[Referring expression data]
----

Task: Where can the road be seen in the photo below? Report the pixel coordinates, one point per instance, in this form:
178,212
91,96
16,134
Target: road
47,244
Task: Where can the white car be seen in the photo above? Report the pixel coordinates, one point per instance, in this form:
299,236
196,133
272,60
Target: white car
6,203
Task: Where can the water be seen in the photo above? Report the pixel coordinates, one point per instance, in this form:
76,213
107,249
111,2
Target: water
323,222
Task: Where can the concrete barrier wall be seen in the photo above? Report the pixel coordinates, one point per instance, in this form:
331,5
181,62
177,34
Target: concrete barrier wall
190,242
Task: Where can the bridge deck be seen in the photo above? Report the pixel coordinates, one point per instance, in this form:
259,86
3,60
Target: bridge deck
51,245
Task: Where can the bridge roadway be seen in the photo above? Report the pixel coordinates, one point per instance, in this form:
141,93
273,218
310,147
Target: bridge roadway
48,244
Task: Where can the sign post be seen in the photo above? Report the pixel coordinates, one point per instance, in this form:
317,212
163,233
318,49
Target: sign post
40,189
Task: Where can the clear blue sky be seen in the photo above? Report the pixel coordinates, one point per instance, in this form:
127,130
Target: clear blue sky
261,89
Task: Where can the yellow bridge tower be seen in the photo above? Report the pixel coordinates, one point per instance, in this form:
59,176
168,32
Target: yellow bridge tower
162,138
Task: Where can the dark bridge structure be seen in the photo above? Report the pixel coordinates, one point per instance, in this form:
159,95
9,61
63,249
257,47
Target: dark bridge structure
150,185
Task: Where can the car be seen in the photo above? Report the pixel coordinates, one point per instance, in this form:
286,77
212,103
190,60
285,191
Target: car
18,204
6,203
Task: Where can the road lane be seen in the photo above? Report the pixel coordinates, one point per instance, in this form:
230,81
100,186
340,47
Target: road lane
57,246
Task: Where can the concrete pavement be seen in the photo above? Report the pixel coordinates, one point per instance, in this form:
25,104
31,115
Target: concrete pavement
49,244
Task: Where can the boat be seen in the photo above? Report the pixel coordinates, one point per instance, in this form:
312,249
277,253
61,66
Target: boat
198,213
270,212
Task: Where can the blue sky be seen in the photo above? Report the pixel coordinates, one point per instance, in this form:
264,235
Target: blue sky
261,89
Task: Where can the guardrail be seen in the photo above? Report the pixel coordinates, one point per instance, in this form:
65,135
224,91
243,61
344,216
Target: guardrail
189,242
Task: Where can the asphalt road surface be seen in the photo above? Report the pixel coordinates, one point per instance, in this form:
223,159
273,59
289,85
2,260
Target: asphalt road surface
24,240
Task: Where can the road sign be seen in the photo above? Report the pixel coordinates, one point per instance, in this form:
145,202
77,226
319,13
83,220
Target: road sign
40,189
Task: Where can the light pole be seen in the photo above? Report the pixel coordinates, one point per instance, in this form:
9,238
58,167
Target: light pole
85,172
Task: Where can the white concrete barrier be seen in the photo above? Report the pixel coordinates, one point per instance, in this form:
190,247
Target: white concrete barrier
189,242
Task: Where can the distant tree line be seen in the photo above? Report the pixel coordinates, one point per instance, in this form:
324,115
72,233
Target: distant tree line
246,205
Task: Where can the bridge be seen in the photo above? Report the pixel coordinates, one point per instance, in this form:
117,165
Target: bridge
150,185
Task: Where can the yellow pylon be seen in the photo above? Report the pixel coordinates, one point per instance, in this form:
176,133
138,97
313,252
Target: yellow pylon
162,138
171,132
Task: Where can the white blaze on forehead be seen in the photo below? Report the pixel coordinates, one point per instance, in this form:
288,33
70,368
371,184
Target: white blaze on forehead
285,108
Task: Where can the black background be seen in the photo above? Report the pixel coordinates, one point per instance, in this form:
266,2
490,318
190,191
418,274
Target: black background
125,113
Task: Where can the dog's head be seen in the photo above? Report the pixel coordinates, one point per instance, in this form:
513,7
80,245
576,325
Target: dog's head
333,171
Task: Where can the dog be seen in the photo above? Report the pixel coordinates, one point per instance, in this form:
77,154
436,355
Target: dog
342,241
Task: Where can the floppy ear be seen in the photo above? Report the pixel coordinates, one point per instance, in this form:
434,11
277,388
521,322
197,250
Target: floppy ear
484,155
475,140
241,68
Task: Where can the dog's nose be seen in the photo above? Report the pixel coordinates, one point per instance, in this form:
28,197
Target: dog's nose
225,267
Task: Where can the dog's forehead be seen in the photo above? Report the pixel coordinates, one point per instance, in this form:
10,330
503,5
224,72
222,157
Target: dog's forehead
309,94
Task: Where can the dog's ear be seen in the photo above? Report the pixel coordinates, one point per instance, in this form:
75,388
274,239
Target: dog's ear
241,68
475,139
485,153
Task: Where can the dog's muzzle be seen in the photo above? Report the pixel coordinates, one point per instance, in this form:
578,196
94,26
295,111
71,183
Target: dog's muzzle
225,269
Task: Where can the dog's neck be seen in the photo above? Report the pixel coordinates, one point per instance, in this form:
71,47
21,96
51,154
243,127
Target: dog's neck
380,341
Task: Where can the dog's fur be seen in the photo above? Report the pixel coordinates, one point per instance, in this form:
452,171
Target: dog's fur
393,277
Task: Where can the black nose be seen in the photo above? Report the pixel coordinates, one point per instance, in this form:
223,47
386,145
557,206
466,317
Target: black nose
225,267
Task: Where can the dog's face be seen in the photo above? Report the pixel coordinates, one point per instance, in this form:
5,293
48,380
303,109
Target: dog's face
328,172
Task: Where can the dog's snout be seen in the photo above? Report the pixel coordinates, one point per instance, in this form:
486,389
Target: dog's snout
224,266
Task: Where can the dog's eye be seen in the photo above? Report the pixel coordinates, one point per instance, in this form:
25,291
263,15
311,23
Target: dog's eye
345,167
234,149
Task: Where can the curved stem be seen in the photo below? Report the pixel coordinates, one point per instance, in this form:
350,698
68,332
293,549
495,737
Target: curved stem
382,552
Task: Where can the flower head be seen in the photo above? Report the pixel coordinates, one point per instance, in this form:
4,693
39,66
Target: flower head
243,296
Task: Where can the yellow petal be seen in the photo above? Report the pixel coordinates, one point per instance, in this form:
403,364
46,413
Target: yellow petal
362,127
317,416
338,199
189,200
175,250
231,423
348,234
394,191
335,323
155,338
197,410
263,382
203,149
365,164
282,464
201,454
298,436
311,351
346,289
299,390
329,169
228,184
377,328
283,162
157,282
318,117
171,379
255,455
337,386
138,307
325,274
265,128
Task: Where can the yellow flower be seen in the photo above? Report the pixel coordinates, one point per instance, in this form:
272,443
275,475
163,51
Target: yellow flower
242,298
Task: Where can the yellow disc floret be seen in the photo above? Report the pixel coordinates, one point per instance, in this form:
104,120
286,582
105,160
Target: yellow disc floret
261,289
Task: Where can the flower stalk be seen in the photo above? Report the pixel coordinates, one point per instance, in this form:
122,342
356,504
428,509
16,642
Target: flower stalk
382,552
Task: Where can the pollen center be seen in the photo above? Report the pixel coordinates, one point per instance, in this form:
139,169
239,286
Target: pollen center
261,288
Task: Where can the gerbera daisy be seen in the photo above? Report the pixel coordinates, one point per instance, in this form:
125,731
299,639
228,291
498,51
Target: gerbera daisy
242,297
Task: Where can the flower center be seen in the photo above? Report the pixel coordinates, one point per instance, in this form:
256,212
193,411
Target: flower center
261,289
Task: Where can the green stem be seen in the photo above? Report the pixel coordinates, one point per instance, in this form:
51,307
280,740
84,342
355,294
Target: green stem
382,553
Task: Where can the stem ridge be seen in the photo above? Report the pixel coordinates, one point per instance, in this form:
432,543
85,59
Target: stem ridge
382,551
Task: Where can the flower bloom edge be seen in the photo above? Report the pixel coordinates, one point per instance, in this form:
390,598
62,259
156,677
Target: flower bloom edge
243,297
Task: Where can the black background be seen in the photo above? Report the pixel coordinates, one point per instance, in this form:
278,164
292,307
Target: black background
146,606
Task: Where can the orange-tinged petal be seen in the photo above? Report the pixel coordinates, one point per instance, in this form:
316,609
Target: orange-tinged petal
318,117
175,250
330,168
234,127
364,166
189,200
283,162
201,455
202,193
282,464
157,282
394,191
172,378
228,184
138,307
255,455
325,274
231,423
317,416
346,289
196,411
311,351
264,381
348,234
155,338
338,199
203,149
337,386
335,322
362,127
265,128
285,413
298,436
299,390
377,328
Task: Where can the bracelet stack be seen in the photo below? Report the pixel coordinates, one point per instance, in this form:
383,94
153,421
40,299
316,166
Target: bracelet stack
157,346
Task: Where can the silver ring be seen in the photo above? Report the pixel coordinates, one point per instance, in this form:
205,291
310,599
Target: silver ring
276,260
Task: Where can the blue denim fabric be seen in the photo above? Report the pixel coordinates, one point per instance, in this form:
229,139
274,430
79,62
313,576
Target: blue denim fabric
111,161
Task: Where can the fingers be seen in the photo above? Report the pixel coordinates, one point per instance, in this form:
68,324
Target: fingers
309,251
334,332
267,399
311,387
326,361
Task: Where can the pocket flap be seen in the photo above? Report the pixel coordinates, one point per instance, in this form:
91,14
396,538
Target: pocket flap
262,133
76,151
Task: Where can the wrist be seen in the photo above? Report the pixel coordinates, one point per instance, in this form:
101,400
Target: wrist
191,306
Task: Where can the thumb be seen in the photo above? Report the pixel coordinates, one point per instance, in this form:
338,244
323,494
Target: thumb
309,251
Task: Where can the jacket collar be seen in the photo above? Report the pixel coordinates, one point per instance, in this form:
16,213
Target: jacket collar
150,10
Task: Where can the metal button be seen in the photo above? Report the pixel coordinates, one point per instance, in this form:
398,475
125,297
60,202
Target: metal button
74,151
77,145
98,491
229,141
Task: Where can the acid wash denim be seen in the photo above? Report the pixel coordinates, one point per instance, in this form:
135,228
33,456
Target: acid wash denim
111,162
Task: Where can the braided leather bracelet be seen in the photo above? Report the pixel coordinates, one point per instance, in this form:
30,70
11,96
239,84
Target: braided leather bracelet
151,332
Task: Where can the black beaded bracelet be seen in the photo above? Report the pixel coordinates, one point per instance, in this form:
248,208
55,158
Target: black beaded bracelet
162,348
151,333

----

What lines above hold the word "below"? Pull each one out.

Task: Where can the road be seen in the photo below? Report the pixel coordinates, one point per instance, in this form:
Task: Where can the white blaze on forehead be seen in the photo below? Report the pixel coordinates, one point per instance, in this form:
Task: Where can the curved stem be seen in the photo below? Report the pixel coordinates, one point per instance, in this form:
Task: Where can the bracelet stack be seen in the photo below? Report the pixel coordinates, one point per instance, in this form:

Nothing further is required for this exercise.